__Directive__: Output all lines exactly.

[Stored data entries]
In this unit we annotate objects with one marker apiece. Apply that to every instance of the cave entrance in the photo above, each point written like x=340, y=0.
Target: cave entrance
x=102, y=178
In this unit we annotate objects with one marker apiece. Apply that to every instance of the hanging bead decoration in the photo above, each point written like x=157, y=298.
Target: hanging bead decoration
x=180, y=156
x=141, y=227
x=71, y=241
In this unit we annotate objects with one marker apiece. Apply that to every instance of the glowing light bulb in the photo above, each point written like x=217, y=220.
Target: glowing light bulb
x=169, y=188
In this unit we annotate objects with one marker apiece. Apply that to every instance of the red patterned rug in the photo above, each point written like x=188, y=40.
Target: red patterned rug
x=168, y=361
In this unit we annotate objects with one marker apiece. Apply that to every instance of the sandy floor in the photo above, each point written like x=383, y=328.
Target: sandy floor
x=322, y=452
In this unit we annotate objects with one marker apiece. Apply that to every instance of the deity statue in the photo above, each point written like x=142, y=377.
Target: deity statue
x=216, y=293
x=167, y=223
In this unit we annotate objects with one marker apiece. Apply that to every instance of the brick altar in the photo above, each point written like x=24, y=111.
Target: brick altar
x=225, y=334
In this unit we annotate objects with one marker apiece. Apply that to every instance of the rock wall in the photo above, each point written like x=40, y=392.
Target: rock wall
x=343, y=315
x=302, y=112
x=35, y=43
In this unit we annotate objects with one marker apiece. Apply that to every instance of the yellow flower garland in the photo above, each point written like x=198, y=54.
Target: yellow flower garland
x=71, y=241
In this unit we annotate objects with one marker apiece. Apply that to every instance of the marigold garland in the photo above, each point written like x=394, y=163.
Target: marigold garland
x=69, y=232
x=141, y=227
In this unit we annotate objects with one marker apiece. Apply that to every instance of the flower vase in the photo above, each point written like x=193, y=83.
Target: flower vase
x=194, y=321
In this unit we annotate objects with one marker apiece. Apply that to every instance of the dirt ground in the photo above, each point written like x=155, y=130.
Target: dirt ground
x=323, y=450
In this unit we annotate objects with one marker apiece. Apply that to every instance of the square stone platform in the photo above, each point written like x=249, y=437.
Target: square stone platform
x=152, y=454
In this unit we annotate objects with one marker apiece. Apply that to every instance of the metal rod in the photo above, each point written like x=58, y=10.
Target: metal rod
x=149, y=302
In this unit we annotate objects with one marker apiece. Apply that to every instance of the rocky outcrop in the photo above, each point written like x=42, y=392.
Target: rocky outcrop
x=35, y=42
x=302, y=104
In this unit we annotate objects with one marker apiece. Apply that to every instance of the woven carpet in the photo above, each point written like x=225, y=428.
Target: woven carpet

__Expected output__:
In this unit we annotate objects with one marker apiece. Apply that to every instance of the cave entrance in the photo above, each point written like x=340, y=0.
Target: cave entrance
x=102, y=178
In this unit we annotate objects with one marker apiece. Apply that to every instance of the hanging bead decoration in the photo above, each point written like x=157, y=298.
Target: hanging bead decoration
x=180, y=156
x=141, y=227
x=71, y=241
In this unit we annotate objects with one marker apiece. Apply that to every instance of the glowing light bulb in the photo above, each point written like x=217, y=220.
Target: glowing light bulb
x=169, y=188
In this unit we annotate objects with one marker apiece. Apply that to every instance of the red patterned rug in the photo above, each point written like x=188, y=40.
Target: red patterned rug
x=168, y=361
In this unit we annotate objects with one marker apiece. Apply that to every instance of the sandy floor in the photo above, each point written like x=383, y=328.
Target: sandy floor
x=322, y=452
In this unit we annotate objects with one marker apiece. Apply that to every instance of the deity statue in the photo above, each point written like x=142, y=377.
Target: deity statue
x=216, y=293
x=167, y=223
In this unit we annotate objects with one marker apiece. Apply that to every instance of the brick altar in the photo above, each point written like x=24, y=111.
Target: brick altar
x=225, y=334
In this unit we annotate objects with one marker apiece. Apply that to every instance of the rock wall in the photo above, each point written like x=40, y=392.
Target: rock wall
x=343, y=315
x=302, y=112
x=35, y=43
In this unit we annotate objects with one marker apiece. Apply that to every instance of the yellow flower garland in the photo above, each point written like x=198, y=54.
Target: yellow flower garland
x=71, y=241
In this unit we annotate objects with one marker apiece. Apply that to every instance of the marigold garland in the photo above, each point written like x=394, y=163.
Target: marigold garland
x=69, y=232
x=141, y=227
In this unit we annotate objects with one marker apiece. Apply that to every instance of the flower vase in the photo above, each point written like x=193, y=83.
Target: flower vase
x=194, y=321
In this unit we annotate objects with one marker apiece. Apply that to every instance of the dirt ground in the photo above, each point written like x=155, y=130.
Target: dirt ground
x=323, y=450
In this unit we annotate objects with one marker apiece. Apply that to every instance of the square stone platform in the photo above, each point written like x=249, y=437.
Target: square stone platform
x=152, y=454
In this unit we annotate objects with one marker apiece. Apply that to every instance of the metal rod in the photo above, each point written like x=58, y=10.
Target: metal rod
x=149, y=302
In this unit we annotate objects with one marker apiece. Apply that to every instance of the rocky outcrop in the photo above, each point written like x=42, y=392.
Target: rocky outcrop
x=35, y=42
x=302, y=104
In this unit we annotate objects with one marker apiece. Apply that to every instance of the woven carpet in the photo above, each point written like x=225, y=428.
Target: woven carpet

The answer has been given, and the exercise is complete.